_EXERCISE OBJECTIVE:_
Your answer must match the records word for word and contain no pictures.

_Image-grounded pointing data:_
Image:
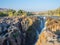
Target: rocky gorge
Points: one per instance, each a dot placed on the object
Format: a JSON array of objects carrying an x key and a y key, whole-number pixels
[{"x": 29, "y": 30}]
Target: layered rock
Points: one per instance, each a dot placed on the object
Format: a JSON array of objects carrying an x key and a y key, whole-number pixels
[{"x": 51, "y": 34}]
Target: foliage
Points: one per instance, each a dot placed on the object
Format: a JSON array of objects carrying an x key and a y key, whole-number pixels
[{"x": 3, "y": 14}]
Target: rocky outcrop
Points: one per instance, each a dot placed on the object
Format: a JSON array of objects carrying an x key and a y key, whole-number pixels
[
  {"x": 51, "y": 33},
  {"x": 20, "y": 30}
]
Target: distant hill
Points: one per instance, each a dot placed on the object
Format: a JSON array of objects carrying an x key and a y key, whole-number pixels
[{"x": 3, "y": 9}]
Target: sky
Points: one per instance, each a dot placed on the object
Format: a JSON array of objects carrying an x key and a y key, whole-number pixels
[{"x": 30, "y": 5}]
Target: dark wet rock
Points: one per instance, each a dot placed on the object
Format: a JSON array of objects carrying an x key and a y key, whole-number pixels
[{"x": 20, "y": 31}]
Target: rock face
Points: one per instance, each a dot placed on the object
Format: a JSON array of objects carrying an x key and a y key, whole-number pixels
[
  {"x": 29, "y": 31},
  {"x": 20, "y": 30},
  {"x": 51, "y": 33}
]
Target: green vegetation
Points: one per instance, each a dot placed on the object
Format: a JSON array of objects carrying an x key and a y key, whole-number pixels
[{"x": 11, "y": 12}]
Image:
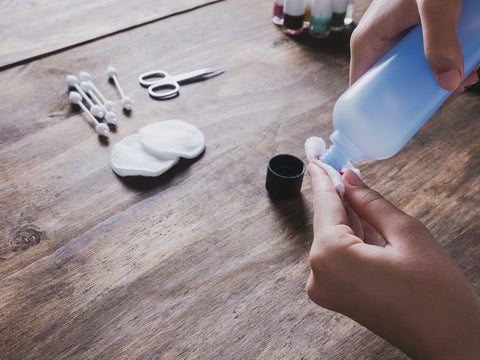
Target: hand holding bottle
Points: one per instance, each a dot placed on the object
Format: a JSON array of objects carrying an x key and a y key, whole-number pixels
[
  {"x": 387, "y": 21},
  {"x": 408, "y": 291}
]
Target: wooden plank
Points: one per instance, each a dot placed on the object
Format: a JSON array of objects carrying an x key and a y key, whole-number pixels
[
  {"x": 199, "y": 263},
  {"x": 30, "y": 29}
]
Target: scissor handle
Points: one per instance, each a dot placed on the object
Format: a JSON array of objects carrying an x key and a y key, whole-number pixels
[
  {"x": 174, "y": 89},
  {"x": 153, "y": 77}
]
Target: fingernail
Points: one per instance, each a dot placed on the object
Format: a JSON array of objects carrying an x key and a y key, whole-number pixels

_TASK RESULT:_
Image:
Target: rocky gorge
Points: one per instance, each a dot placed on the object
Format: a JSON array of objects carrying an x key and a y key, whole-number pixels
[{"x": 29, "y": 30}]
Target: layered rock
Points: one per instance, each a dot placed on the object
Format: a JSON array of objects carrying an x key and a y key, whole-number pixels
[{"x": 51, "y": 34}]
Target: foliage
Points: one per instance, each a dot placed on the object
Format: a JSON array of objects carrying an x key and a y key, whole-number pixels
[{"x": 3, "y": 14}]
Target: rocky outcrop
Points: one per instance, each a dot placed on the object
Format: a JSON array of objects carrying an x key and a y key, whole-number pixels
[
  {"x": 51, "y": 33},
  {"x": 20, "y": 30}
]
Target: distant hill
Points: one per instance, each a dot placed on the object
Format: a JSON array of objects carrying an x key and a y key, whole-number pixels
[{"x": 3, "y": 9}]
Target: sky
Points: one per instance, each a dot placed on the object
Format: a JSON array of objects carrying an x key and a y key, whole-number pixels
[{"x": 30, "y": 5}]
Target: dark wet rock
Points: one per instance, each a dot placed on the object
Format: a JSON array of objects carrying an x key and a y key, whole-number pixels
[{"x": 20, "y": 31}]
Target: rock face
Points: one per instance, each a dot placed on the object
Format: a JSON array of objects carrying an x key and a y key, whole-number pixels
[
  {"x": 29, "y": 31},
  {"x": 20, "y": 30},
  {"x": 51, "y": 33}
]
Target: green vegetation
Points: one per instance, each a dot placed on the object
Format: a JSON array of objects carrying an x key and a y key, whole-number pixels
[{"x": 11, "y": 12}]
Image:
Target: hand holding bottle
Points: one per instance, each a dot placed on the object
Format: a JSON array of objects carrying an x key and a y key, whole-number pixels
[
  {"x": 387, "y": 21},
  {"x": 408, "y": 291}
]
Target: wooden plank
Points: one per instance, each a dot placed on the object
Format: a JSON array of objects carrying an x key and a y key, whole-number pixels
[
  {"x": 199, "y": 263},
  {"x": 30, "y": 29}
]
Target: scissor handle
Points: one per instance, each a dot placed on the object
Format: a JSON array of objects carrying an x key and a y key, whole-number pixels
[
  {"x": 174, "y": 89},
  {"x": 153, "y": 77}
]
Target: fingernail
Points: one per instance, each a dot placed on the object
Format: a JSON array of objects carrying an x key and a y key, whole-number pixels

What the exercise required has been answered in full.